* [Given data]

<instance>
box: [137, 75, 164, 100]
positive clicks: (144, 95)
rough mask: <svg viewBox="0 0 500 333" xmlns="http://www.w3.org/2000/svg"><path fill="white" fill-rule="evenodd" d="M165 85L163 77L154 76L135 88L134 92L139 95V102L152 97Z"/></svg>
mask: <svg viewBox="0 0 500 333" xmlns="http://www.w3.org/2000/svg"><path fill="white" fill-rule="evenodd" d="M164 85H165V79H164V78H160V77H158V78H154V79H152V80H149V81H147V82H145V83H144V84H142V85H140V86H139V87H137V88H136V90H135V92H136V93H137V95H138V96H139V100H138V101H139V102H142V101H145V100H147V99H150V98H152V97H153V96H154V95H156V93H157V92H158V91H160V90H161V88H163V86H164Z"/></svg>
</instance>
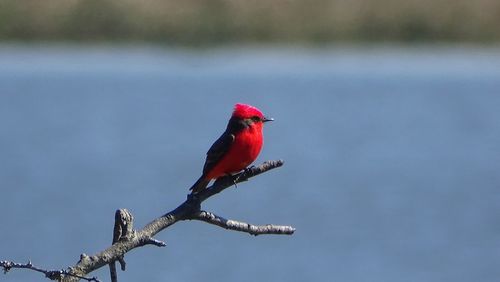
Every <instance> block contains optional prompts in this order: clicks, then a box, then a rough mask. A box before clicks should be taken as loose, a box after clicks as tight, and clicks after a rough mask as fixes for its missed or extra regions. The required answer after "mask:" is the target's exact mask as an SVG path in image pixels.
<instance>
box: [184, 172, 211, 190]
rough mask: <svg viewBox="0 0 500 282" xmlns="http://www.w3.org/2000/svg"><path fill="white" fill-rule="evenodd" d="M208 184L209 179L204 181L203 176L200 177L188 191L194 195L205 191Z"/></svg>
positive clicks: (203, 176) (203, 177) (209, 179)
mask: <svg viewBox="0 0 500 282" xmlns="http://www.w3.org/2000/svg"><path fill="white" fill-rule="evenodd" d="M209 182H210V179H208V180H207V179H205V175H202V176H201V177H200V179H198V180H197V181H196V182H195V183H194V184H193V186H191V188H189V190H193V192H191V194H196V193H198V192H200V191H201V190H203V189H205V188H206V187H207V185H208V183H209Z"/></svg>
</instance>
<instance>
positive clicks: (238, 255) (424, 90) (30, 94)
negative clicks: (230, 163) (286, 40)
mask: <svg viewBox="0 0 500 282" xmlns="http://www.w3.org/2000/svg"><path fill="white" fill-rule="evenodd" d="M499 89H500V52H498V51H497V50H492V49H477V48H420V49H418V48H415V49H398V48H390V47H387V48H354V49H353V48H345V49H343V48H337V49H329V50H320V49H316V50H312V49H282V48H280V49H272V48H267V49H264V48H253V49H234V48H231V49H212V50H206V51H191V52H190V51H185V50H173V49H172V50H165V49H157V48H152V47H151V48H148V47H128V48H116V47H103V46H101V47H93V48H88V47H87V48H76V47H74V46H73V47H62V46H59V47H54V46H52V47H39V48H31V47H19V46H8V45H7V46H3V47H2V48H0V93H1V95H0V120H1V131H0V142H1V143H0V144H1V145H0V156H1V159H2V162H1V163H0V180H1V187H2V188H1V189H2V196H1V197H0V214H2V220H1V222H2V232H1V239H0V256H1V259H11V260H15V261H20V262H25V261H27V260H28V259H31V260H32V261H33V263H35V264H36V265H40V266H44V267H47V268H62V267H65V266H68V265H70V264H73V263H76V261H77V259H78V256H79V254H80V253H82V252H85V253H87V254H93V253H96V252H97V251H99V250H101V249H103V248H105V247H107V246H109V244H110V241H111V237H112V226H113V214H114V211H115V210H116V209H118V208H127V209H129V210H130V211H132V213H133V214H134V216H135V224H136V228H140V227H142V226H144V225H145V224H146V223H147V222H149V221H150V220H152V219H153V218H154V217H156V216H159V215H161V214H162V213H164V212H166V211H168V210H170V209H172V208H174V207H176V206H177V205H178V204H179V203H181V202H182V201H183V200H184V199H185V196H186V194H187V192H188V191H187V189H188V187H189V186H190V185H191V184H192V182H194V181H195V180H196V179H197V177H198V176H199V174H200V171H201V167H202V164H203V160H204V154H205V152H206V150H207V149H208V147H209V146H210V145H211V143H212V142H213V141H214V140H215V139H216V138H217V137H218V136H219V134H220V133H221V132H222V131H223V130H224V128H225V125H226V122H227V119H228V117H229V115H230V112H231V110H232V107H233V104H234V103H236V102H246V103H250V104H253V105H256V106H258V107H260V108H261V109H262V110H263V111H264V112H265V113H267V114H268V115H269V116H272V117H274V118H275V119H276V121H275V122H273V123H270V124H266V125H268V126H266V128H265V138H266V143H265V147H264V149H263V152H262V154H261V156H260V158H259V161H264V160H267V159H279V158H282V159H284V160H285V162H286V163H285V166H284V167H282V168H280V169H277V170H274V171H272V172H269V173H266V174H264V175H262V176H260V177H257V178H255V179H252V180H251V181H250V182H248V183H243V184H241V185H239V186H238V188H237V189H230V190H227V191H225V192H224V193H222V194H220V195H218V196H217V197H214V198H213V199H210V200H209V201H207V202H206V204H205V205H204V208H205V209H207V210H210V211H213V212H215V213H218V214H220V215H223V216H225V217H229V218H233V219H239V220H245V221H248V222H251V223H257V224H265V223H276V224H291V225H293V226H295V227H296V228H297V232H296V234H294V235H293V236H259V237H252V236H249V235H247V234H240V233H236V232H229V231H226V230H223V229H220V228H218V227H214V226H212V225H208V224H204V223H200V222H180V223H178V224H175V225H174V226H172V227H171V228H168V229H167V230H165V231H164V232H162V233H160V234H159V235H158V236H157V237H158V239H161V240H165V241H166V242H167V244H168V246H167V247H166V248H161V249H160V248H155V247H145V248H140V249H137V250H134V251H133V252H131V253H129V254H127V256H126V260H127V262H128V264H127V266H128V268H127V271H126V272H125V273H119V275H120V281H194V280H204V281H255V280H256V279H257V280H261V281H321V280H329V281H497V279H498V277H500V268H498V261H499V259H500V241H499V239H498V238H499V237H500V236H499V235H500V227H499V224H498V222H499V220H500V206H499V205H498V203H499V201H500V189H499V188H500V187H499V185H500V174H499V173H498V168H499V162H500V153H499V151H500V123H499V120H500V111H499V109H500V95H499V94H500V93H499ZM107 271H108V270H107V268H103V269H101V270H99V271H97V272H96V273H93V274H92V275H96V276H98V277H99V278H101V279H103V280H107V279H108V273H107ZM0 279H1V280H2V281H42V280H43V278H42V277H41V276H40V275H39V274H38V273H34V272H29V271H19V270H13V271H11V272H10V273H8V274H7V275H5V276H4V275H1V276H0Z"/></svg>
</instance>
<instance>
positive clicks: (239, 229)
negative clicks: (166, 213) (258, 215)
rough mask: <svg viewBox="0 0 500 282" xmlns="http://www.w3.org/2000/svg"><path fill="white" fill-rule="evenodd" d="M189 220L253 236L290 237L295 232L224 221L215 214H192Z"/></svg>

* [Task brief]
The records above must all be output exactly. Omit the images.

* [Solved exercise]
<instance>
box: [137, 75, 164, 100]
positive clicks: (144, 95)
rough mask: <svg viewBox="0 0 500 333" xmlns="http://www.w3.org/2000/svg"><path fill="white" fill-rule="evenodd" d="M165 85L163 77L154 76L135 88L134 92L139 95V102L152 97Z"/></svg>
mask: <svg viewBox="0 0 500 333" xmlns="http://www.w3.org/2000/svg"><path fill="white" fill-rule="evenodd" d="M164 85H165V79H164V78H160V77H158V78H154V79H152V80H149V81H147V82H145V83H144V84H142V85H140V86H139V87H137V88H136V90H135V92H136V93H137V95H138V96H139V100H138V101H139V102H142V101H145V100H147V99H150V98H152V97H153V96H154V95H156V93H157V92H158V91H160V90H161V88H163V86H164Z"/></svg>
</instance>
Every <instance> block contains optional prompts in this order: clicks, then a box, then a rough mask. A box before clicks should be taken as loose, a box after clicks as tight, and clicks after a rough mask as fixes for its missed or extra regions. The required answer after "mask:" is the target's exact mask as an SVG path in image pixels.
<instance>
box: [184, 172, 211, 190]
rough mask: <svg viewBox="0 0 500 282" xmlns="http://www.w3.org/2000/svg"><path fill="white" fill-rule="evenodd" d="M208 184L209 179L204 181L203 176L200 177L188 191L194 195L205 191Z"/></svg>
positive clicks: (203, 176) (203, 177) (209, 179)
mask: <svg viewBox="0 0 500 282" xmlns="http://www.w3.org/2000/svg"><path fill="white" fill-rule="evenodd" d="M209 182H210V179H208V180H207V179H205V175H202V176H201V177H200V179H198V180H197V181H196V182H195V183H194V184H193V186H191V188H189V190H193V192H191V194H196V193H198V192H200V191H201V190H203V189H205V188H206V187H207V185H208V183H209Z"/></svg>
</instance>
<instance>
positive clicks: (238, 255) (424, 90) (30, 94)
negative clicks: (230, 163) (286, 40)
mask: <svg viewBox="0 0 500 282" xmlns="http://www.w3.org/2000/svg"><path fill="white" fill-rule="evenodd" d="M499 89H500V52H498V51H497V50H492V49H477V48H420V49H418V48H415V49H398V48H390V47H387V48H354V49H353V48H345V49H343V48H337V49H329V50H320V49H316V50H312V49H282V48H280V49H272V48H267V49H264V48H253V49H234V48H231V49H212V50H206V51H191V52H190V51H185V50H173V49H172V50H165V49H157V48H152V47H151V48H148V47H128V48H116V47H103V46H101V47H93V48H88V47H87V48H76V47H74V46H73V47H62V46H59V47H54V46H52V47H39V48H31V47H19V46H8V45H7V46H3V47H2V48H0V93H1V95H0V120H1V131H0V142H1V143H0V144H1V145H0V156H1V159H2V162H1V163H0V180H1V187H2V188H1V189H2V196H1V197H0V214H2V220H1V222H2V232H1V239H0V256H1V259H11V260H15V261H20V262H25V261H27V260H28V259H31V260H32V261H33V263H35V264H36V265H40V266H44V267H47V268H62V267H65V266H68V265H70V264H73V263H76V261H77V259H78V256H79V254H80V253H82V252H85V253H87V254H93V253H96V252H97V251H99V250H101V249H103V248H105V247H107V246H109V244H110V241H111V237H112V226H113V214H114V211H115V210H116V209H118V208H127V209H129V210H130V211H132V213H133V214H134V216H135V224H136V228H140V227H142V226H144V225H145V224H146V223H147V222H149V221H150V220H152V219H153V218H154V217H156V216H159V215H161V214H162V213H164V212H166V211H168V210H170V209H172V208H174V207H176V206H177V205H178V204H179V203H181V202H182V201H183V200H184V199H185V196H186V194H187V192H188V191H187V189H188V187H189V186H190V185H191V184H192V182H194V181H195V180H196V179H197V177H198V176H199V174H200V171H201V167H202V164H203V160H204V154H205V152H206V150H207V149H208V147H209V146H210V145H211V143H212V142H213V141H214V140H215V139H216V138H217V137H218V136H219V134H220V133H221V132H222V131H223V130H224V128H225V125H226V122H227V119H228V117H229V115H230V112H231V110H232V107H233V104H234V103H236V102H246V103H250V104H253V105H256V106H258V107H260V108H261V109H262V110H263V111H264V112H265V113H267V114H268V115H269V116H272V117H274V118H275V119H276V121H275V122H273V123H270V124H266V125H268V126H266V128H265V138H266V143H265V147H264V149H263V152H262V154H261V156H260V158H259V161H264V160H267V159H279V158H282V159H284V160H285V162H286V163H285V166H284V167H282V168H280V169H277V170H274V171H272V172H269V173H266V174H264V175H262V176H260V177H257V178H255V179H252V180H251V181H250V182H248V183H243V184H241V185H239V186H238V188H237V189H230V190H227V191H225V192H224V193H222V194H220V195H218V196H217V197H214V198H213V199H210V200H209V201H207V202H206V204H205V205H204V208H205V209H207V210H210V211H213V212H215V213H218V214H220V215H223V216H225V217H229V218H233V219H239V220H245V221H248V222H251V223H257V224H265V223H276V224H291V225H293V226H295V227H296V228H297V232H296V234H294V235H293V236H259V237H252V236H249V235H247V234H240V233H236V232H229V231H226V230H223V229H220V228H218V227H214V226H212V225H208V224H204V223H200V222H180V223H178V224H175V225H174V226H172V227H171V228H168V229H167V230H165V231H164V232H162V233H160V234H159V235H158V236H157V237H158V239H161V240H165V241H166V242H167V244H168V246H167V247H166V248H161V249H160V248H155V247H145V248H140V249H137V250H134V251H133V252H131V253H129V254H127V256H126V260H127V262H128V264H127V266H128V268H127V271H126V272H125V273H119V275H120V281H194V280H204V281H255V280H256V279H257V280H261V281H321V280H329V281H497V279H498V277H500V268H498V261H499V259H500V241H499V239H498V238H499V237H500V236H499V235H500V227H499V224H498V222H499V220H500V206H499V205H498V203H499V201H500V189H499V188H500V187H499V185H500V174H499V173H498V168H499V162H500V153H499V151H500V123H499V120H500V111H499V109H500V95H499V94H500V93H499ZM107 271H108V270H107V268H103V269H101V270H99V271H97V272H96V273H93V274H92V275H96V276H98V277H99V278H101V279H103V280H107V279H108V273H107ZM0 279H1V280H2V281H42V280H43V278H42V277H41V276H40V275H39V274H38V273H34V272H29V271H19V270H13V271H11V272H10V273H8V274H7V275H5V276H4V275H1V276H0Z"/></svg>
</instance>
<instance>
positive clicks: (239, 229)
negative clicks: (166, 213) (258, 215)
rough mask: <svg viewBox="0 0 500 282" xmlns="http://www.w3.org/2000/svg"><path fill="white" fill-rule="evenodd" d="M189 220L253 236L290 237L295 232L224 221L215 214H192Z"/></svg>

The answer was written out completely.